→ Set task:
Update the items from the line containing "# test: put a marker on the tealight" through the end of the items: replace "chair backrest" with "seat back" and leave everything else unchanged.

→ Given data:
++++++++++

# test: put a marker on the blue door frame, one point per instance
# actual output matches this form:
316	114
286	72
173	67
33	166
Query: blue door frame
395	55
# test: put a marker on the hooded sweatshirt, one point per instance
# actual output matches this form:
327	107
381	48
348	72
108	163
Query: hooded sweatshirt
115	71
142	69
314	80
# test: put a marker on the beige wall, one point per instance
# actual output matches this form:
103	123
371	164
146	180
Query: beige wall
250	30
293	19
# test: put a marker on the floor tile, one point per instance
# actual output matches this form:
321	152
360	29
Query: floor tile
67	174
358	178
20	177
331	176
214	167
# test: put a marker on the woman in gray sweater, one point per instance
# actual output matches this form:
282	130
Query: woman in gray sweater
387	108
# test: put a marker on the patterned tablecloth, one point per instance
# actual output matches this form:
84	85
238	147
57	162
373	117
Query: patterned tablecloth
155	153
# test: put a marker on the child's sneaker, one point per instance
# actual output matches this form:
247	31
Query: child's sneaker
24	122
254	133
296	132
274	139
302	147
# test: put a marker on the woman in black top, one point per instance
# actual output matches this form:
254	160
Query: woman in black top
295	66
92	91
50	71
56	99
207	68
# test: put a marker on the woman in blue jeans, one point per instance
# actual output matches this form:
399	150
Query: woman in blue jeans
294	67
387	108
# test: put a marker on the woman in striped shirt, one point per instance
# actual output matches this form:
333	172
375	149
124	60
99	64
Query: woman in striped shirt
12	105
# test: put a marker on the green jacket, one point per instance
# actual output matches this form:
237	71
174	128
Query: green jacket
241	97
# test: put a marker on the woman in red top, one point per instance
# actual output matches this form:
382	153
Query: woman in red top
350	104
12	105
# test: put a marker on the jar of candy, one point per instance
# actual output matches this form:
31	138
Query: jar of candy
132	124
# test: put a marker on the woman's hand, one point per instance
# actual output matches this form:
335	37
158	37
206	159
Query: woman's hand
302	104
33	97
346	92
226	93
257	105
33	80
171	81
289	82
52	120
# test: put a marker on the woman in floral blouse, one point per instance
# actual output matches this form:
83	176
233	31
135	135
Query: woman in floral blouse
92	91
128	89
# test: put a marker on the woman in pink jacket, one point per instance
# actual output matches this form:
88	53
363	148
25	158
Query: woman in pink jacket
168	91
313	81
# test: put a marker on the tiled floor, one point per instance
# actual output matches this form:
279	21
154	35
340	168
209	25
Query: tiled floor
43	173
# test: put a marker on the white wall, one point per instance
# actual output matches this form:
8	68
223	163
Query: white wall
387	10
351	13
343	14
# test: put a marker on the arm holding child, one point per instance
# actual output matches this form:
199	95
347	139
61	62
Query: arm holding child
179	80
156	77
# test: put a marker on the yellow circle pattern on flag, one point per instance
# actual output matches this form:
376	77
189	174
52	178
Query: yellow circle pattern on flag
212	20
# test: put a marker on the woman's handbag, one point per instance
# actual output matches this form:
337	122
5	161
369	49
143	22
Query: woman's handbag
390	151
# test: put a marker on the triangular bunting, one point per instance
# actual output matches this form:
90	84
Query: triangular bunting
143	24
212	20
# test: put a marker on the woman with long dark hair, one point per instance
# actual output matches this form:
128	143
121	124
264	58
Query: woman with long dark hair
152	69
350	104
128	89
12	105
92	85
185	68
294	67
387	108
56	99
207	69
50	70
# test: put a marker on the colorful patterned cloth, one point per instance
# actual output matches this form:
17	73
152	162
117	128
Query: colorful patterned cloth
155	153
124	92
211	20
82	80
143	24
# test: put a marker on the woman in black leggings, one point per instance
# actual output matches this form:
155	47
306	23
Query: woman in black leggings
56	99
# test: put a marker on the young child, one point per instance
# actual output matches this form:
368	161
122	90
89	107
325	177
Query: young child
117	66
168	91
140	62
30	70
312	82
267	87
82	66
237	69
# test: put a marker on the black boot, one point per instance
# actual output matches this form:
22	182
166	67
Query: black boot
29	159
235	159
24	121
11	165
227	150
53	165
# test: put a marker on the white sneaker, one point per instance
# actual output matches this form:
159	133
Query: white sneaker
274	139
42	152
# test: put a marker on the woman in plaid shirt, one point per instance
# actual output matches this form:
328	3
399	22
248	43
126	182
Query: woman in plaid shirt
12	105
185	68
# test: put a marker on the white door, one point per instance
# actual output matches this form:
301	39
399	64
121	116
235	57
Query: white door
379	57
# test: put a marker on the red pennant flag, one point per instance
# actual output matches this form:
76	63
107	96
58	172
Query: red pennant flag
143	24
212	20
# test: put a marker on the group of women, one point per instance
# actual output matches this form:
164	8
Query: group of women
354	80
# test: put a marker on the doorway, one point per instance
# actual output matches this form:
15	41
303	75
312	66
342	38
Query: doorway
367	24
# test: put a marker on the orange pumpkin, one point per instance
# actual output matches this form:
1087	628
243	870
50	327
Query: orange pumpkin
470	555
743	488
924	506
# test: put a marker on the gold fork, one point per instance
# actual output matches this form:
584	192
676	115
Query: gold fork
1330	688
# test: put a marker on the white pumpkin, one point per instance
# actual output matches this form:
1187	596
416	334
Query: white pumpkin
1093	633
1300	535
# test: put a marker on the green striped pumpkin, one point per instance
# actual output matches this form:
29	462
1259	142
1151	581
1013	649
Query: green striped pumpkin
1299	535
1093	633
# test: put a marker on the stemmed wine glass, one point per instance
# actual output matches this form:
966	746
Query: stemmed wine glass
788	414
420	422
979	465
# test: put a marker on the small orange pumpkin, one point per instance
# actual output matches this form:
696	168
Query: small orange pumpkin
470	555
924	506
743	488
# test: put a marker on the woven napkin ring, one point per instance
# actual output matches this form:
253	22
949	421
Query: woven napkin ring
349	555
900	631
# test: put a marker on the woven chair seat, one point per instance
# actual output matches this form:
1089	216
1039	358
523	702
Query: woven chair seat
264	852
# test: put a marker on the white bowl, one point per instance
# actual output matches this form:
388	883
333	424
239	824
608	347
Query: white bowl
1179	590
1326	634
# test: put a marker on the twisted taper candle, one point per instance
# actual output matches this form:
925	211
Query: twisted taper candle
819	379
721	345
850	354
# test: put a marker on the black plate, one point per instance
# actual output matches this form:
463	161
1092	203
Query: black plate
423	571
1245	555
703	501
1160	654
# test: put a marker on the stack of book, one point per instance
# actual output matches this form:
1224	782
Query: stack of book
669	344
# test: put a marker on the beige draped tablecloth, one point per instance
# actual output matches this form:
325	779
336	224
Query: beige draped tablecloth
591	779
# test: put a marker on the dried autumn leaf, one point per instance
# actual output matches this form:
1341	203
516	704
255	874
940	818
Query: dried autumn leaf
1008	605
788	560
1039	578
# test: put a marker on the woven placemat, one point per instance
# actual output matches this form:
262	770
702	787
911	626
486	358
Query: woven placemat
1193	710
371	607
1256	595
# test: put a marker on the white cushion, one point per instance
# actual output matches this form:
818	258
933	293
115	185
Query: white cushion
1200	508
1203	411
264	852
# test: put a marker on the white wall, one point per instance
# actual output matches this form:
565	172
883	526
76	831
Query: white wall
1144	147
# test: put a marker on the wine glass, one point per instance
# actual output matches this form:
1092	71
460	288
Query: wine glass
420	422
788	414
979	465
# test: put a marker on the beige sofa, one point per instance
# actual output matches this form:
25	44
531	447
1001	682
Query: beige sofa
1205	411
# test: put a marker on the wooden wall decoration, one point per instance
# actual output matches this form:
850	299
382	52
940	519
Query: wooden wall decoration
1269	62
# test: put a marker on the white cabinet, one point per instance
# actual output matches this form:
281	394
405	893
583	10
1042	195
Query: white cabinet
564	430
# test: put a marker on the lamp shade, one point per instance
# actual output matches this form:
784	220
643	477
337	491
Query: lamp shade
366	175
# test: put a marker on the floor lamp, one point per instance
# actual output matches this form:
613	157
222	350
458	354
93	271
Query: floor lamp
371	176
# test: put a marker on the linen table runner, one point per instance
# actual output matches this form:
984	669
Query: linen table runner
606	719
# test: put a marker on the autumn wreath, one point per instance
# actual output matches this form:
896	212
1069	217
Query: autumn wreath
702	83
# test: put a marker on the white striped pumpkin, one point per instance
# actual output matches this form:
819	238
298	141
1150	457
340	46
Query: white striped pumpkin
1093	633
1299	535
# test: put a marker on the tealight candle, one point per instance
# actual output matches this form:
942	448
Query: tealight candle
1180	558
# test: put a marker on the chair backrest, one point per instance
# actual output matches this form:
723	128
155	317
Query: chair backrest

++++++++++

→ Exercise result:
# test: put a marker on the tealight candle, one point per instance
# actual output matches this form:
942	448
Query: tealight candle
1180	558
# test: put a marker on the seat back, one point per instance
# actual output matches this form:
723	128
155	317
Query: seat back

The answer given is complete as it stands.